It's now leaking into other fields. I remember when I first heard stem be changed to steam to include "arts" a laughed at how inclusive and utterly useless it is.

4 comments

Postmodern sociology is revisionist towards trying to see society only through a lens that is also easily probable to be statistically sound, this is because of how more quantitative socioeconomic theories failed to predict very big crises or events in society. It can be argued that asking for scientific rigor in sociology to the same extent as in other human sciences raises the bar too much because to validate some theories the experiments are either impossible, prohibitively expensive, or so massive that they would bias the whole of society.

Also, I think it would marvel you knowing how much things you would call "scientific study" are also heavily politicized.

If this bothers you to a big extent I would recommend you try to find comfort in thinking about postmodern sociology as a religion different than yours. They won't be bothered by it and it will probably fit your mindset in a more soothing way than thinking about them as scientists. It's not that they are trying to publish their findings in ACM TOPLAS or something, they have their own community and books and kinda like it.

If it was treated as religion instead is science I would be open to that, but the papers churned out by "experts" today become policy tomorrow that effect everyone.
Religions dictate and have been dictating policy since forever we had governments and even before that. It's what people understand and mostly everyone seems to be ok with it.
I do think of it as a religion—one that is state sponsored and masquerades as science.
They even make up math. I had a sociology prof in college teach us that to mathematically determine that there is a difference between groups, the difference between the means had to be greater than the range in either group (not even any reference to sample size). I replied that by this test you couldn't even determine that there is a height difference between men and women, and the prof said that in fact you can't and that it was a good example of this test.
That professor was wrong or your understanding is.

There are plenty of statistically viable ways to determine differences between groups. Even a simple T-test is usually sufficient.

The difference of means does not have to be more than the range in either group. Standard deviation is what’s important here. You use a test statistic to determine the relative value of the real mean within a confidence interval. It’s whether these intervals overlap that you can determine a significant difference between groups.

## Job A
State whether each statement agrees with the thread on postmodern sociology, answering yes or no and quoting the deciding words: (i) one commenter holds that a simple T-test usually suffices to determine differences between groups; (ii) the sociology professor's test required the difference between the means to be smaller than the range in either group; (iii) the final commenter calls standard deviation unimportant for this question.
## Job B
Transcribe the passage of the sociology thread starting at "If this bothers" and ending at "ok with it.".
## Job C
Write the next part of the thread on postmodern sociology, picking up after its final sentence.

## Dataset excerpts on object pointing
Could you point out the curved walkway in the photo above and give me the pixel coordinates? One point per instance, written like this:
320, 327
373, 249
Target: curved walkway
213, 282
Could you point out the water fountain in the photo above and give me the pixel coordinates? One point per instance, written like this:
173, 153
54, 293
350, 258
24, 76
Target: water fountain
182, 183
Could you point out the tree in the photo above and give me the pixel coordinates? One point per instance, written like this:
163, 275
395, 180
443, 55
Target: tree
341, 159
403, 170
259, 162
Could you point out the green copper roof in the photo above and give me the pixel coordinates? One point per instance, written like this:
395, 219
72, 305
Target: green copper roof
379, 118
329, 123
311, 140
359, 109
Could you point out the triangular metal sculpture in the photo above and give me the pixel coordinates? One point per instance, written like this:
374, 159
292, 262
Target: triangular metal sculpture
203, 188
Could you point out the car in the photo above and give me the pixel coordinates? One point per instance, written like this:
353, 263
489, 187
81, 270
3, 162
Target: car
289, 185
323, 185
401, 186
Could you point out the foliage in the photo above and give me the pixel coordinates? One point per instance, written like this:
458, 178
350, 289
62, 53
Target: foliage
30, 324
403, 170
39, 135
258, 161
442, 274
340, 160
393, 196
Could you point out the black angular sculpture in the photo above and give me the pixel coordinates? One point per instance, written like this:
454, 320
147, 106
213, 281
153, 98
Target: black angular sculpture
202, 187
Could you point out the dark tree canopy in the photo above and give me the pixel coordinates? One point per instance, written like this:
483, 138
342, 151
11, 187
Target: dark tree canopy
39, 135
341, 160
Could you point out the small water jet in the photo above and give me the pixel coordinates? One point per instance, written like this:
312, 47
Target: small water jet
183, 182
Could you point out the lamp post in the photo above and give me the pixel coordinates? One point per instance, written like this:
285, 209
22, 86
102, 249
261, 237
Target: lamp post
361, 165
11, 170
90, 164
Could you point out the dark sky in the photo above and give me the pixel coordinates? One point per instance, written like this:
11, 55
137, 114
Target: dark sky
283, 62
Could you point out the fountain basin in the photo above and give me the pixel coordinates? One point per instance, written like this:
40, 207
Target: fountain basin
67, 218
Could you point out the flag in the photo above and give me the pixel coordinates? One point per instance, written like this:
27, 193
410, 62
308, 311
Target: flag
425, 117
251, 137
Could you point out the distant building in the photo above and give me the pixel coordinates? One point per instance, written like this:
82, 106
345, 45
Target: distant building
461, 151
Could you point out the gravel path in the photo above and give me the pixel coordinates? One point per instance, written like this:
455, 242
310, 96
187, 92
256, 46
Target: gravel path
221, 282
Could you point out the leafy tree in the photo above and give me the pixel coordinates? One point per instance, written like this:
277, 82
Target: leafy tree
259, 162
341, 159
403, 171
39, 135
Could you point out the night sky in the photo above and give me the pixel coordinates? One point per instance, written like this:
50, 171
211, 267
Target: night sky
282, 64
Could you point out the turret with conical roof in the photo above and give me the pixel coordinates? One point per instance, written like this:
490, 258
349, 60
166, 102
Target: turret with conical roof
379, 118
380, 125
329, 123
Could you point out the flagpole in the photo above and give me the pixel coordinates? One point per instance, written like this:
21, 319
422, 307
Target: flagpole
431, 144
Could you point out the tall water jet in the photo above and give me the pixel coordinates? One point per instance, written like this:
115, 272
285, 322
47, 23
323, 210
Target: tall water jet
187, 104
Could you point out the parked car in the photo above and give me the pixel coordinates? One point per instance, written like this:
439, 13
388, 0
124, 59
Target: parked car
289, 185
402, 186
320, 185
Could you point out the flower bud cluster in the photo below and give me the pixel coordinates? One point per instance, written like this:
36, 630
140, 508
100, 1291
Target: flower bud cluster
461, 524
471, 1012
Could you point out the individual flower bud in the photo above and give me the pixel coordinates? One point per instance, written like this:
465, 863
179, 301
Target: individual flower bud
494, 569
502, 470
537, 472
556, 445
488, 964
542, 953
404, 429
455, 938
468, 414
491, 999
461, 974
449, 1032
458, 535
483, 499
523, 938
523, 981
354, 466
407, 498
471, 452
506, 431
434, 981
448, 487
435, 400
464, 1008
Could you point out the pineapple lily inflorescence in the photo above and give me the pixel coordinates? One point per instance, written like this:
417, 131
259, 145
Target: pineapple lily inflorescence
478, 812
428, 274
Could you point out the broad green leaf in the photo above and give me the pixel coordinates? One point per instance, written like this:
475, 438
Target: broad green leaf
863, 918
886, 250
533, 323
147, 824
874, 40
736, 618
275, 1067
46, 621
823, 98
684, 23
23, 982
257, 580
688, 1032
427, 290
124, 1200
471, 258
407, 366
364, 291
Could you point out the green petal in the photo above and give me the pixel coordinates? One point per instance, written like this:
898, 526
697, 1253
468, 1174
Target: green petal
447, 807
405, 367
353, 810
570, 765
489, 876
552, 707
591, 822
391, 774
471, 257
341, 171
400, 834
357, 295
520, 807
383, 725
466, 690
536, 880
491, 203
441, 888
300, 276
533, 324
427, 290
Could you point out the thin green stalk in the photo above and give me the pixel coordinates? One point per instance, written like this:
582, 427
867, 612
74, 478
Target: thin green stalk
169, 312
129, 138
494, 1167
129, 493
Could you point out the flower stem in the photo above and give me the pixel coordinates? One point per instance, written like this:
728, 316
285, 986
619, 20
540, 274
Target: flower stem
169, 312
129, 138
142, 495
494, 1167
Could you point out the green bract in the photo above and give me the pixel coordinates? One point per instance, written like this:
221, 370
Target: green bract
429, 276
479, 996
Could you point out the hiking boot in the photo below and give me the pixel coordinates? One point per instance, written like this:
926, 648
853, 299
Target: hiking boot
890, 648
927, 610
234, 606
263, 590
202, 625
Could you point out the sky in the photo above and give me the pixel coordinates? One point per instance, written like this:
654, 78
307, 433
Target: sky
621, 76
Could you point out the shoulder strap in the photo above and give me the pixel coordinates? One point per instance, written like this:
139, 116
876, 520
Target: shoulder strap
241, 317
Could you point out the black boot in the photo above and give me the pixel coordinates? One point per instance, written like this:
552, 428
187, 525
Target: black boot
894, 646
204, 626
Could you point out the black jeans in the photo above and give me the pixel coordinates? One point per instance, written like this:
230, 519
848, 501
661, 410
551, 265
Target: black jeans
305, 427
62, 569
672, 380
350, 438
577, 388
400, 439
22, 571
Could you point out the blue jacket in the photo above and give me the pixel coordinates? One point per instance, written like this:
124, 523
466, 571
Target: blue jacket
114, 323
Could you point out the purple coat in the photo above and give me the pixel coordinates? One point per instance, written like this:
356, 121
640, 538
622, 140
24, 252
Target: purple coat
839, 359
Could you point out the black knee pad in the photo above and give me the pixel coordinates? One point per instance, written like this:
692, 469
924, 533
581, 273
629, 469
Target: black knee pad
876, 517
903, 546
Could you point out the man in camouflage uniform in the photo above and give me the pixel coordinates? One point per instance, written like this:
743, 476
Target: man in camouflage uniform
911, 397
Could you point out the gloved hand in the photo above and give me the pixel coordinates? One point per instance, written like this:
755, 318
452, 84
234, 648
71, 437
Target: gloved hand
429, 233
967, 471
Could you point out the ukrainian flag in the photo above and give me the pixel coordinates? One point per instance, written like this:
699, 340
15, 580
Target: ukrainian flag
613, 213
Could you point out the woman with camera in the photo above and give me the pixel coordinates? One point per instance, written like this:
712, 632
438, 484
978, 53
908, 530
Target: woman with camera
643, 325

## Exercise response A
(i) Yes: "Even a simple T-test is usually sufficient."
(ii) No: "the difference between the means had to be greater than the range in either group"
(iii) No: "Standard deviation is what’s important here."

## Exercise response B
If this bothers you to a big extent I would recommend you try to find comfort in thinking about postmodern sociology as a religion different than yours. They won't be bothered by it and it will probably fit your mindset in a more soothing way than thinking about them as scientists. It's not that they are trying to publish their findings in ACM TOPLAS or something, they have their own community and books and kinda like it.

If it was treated as religion instead is science I would be open to that, but the papers churned out by "experts" today become policy tomorrow that effect everyone.
Religions dictate and have been dictating policy since forever we had governments and even before that. It's what people understand and mostly everyone seems to be ok with it.

## Exercise response C
I know that the professor was wrong. That was the point of the comment. That a professor in a so called science class could get the math so comically wrong.
Sociology is way more rigorous than you’re making it out to be. Studying people is hard, but it’s making good faith effort in that direction, reproducibility crisis notwithstanding.

Take the “Sokal 2.0” affair, where some profs sent obviously bogus research to various journals. Notably, while they were able to get “rape culture among dogs at the dog park” (or maybe it was racism, easy to look up) published in a gender studies journal, they couldn’t get published in sociology journals. Sociology has standards. The absurdities committed by gender studies as an institution don’t falsify racism/other forms of oppression. They might be wrong, but you’re certainly not right.

>Sociology has standards.

Mostly political and much of it unreproducible. Desperate political academics using non science to argue their opinions and right and citing each other into fake legitimacy.

Garbage studies garbage standards garbage journals from people who couldn't hack it elsewhere.

Please don't take HN threads on generic ideological tangents. They are boring and repetitive and therefore off topic here.

https://news.ycombinator.com/newsguidelines.html

It wasnt an unrelated tangent. It's directly related to the drivel in op.
Tangents are always related at some point. The problem is not where they start, but what they lead to. If they start from drivel but lead to hotter drivel, like internet ideology wars, HN gets much worse. Please just avoid generic ideological battle here.
Fair enough, although I think it's unavoidable when you're talking about what I think to be essentially made up terms.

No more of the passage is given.